** START OF PASSAGE TO READ **

Before embarking on the co-branding, Pogson says he asked the advice of some of those who had co-branded before (including some of the above examples), to get a grasp of the potential impact of such a partnership.

“If the situation is prime and right, I would recommend others follow suit as a way of not only raising revenue, but to expose your brand to others,” Pogson says. “Once the initial process of creating, negotiating, and implementing is through—which can be demanding and intense—it is relatively pain free and simply waiting for royalty checks to arrive.”

Pogson notes that when the first one hit the market, there were reactions from all over the scale. Some people pontificated on the wonder and brilliance of it, while others bleated out that it was an abomination. It won taste and design awards, but was also panned in the press.

“All of those reactions equal press in this day and age,” Pogson says. “Now that we have released three more beers and a Bacon Maple Vodka, the reaction is more of astonishment that we have so many options,” he adds. “Plus, we have emails that come in saying, ‘I saw it in Florida, Arizona, Michigan, Louisiana, and Japan,’ which keeps your brand recognition high, even in markets that you are not physically in.”

** END OF PASSAGE TO READ **
** START OF DATA ENTRIES **

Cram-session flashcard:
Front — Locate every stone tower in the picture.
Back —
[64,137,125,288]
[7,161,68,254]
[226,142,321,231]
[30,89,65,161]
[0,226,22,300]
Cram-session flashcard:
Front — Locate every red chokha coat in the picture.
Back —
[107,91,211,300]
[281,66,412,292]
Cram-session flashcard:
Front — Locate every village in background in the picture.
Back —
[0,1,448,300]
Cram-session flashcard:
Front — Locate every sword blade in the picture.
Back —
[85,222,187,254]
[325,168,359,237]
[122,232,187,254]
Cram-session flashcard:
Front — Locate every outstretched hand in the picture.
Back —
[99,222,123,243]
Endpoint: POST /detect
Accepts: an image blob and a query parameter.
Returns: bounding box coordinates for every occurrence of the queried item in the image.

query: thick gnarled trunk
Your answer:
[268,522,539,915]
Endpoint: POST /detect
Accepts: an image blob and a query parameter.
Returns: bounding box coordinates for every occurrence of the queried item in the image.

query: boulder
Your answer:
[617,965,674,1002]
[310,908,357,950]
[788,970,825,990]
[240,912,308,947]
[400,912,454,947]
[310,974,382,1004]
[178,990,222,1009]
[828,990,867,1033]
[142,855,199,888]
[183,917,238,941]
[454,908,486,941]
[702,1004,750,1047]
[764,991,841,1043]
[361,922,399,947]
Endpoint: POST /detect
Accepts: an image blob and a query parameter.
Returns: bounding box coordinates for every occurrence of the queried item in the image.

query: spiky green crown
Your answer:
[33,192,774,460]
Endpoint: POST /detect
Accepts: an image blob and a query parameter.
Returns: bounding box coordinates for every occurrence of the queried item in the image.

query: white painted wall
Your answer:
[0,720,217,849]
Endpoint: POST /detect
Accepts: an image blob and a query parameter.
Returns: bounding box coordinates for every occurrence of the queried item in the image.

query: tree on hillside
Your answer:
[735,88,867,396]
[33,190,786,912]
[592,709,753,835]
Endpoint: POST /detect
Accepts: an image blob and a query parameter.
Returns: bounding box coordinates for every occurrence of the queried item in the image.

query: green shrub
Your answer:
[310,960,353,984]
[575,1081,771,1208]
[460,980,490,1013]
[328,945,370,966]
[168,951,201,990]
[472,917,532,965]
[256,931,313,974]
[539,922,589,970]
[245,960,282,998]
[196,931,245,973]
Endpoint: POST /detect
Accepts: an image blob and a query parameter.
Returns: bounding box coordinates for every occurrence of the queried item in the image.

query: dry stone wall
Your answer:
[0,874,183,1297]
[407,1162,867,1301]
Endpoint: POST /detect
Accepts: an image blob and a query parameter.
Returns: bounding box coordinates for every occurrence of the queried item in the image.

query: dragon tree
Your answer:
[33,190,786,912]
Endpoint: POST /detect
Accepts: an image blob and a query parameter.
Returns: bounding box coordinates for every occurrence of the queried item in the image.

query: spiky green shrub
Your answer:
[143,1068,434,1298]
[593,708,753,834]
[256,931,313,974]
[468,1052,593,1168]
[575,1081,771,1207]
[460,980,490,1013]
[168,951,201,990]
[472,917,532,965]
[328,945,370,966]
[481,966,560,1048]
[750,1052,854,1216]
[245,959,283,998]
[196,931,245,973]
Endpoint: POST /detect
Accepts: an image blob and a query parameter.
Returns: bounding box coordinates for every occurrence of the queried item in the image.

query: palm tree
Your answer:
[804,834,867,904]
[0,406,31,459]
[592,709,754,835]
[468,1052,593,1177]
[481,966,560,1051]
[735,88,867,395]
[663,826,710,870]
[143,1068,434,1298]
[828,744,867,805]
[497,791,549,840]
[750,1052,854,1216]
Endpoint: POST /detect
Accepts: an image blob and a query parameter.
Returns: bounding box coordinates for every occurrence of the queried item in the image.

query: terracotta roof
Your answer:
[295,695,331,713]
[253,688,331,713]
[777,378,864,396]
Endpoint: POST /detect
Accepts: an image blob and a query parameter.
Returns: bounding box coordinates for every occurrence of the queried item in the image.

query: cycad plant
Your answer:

** END OF DATA ENTRIES **

● **WHAT YOU NEED TO DO**
1. Translate into Spanish this sentence from the co-branding passage: "Before embarking on the co-branding, Pogson says he asked the advice of some of those who had co-branded before (including some of the above examples), to get a grasp of the potential impact of such a partnership."
2. Update the co-branding passage starting at "Pogson notes that" and ending at "in the press.", with "abomination" changed to "outrage".
The lines above are separate material, distinct from the co-branding passage.

● **COMPLETE ANSWERS**
1. Antes de lanzarse a la marca compartida, Pogson dice que pidió consejo a algunos de quienes ya habían compartido marca (entre ellos algunos de los ejemplos anteriores), para hacerse una idea del impacto potencial de una alianza de ese tipo.

2.
Pogson notes that when the first one hit the market, there were reactions from all over the scale. Some people pontificated on the wonder and brilliance of it, while others bleated out that it was an outrage. It won taste and design awards, but was also panned in the press.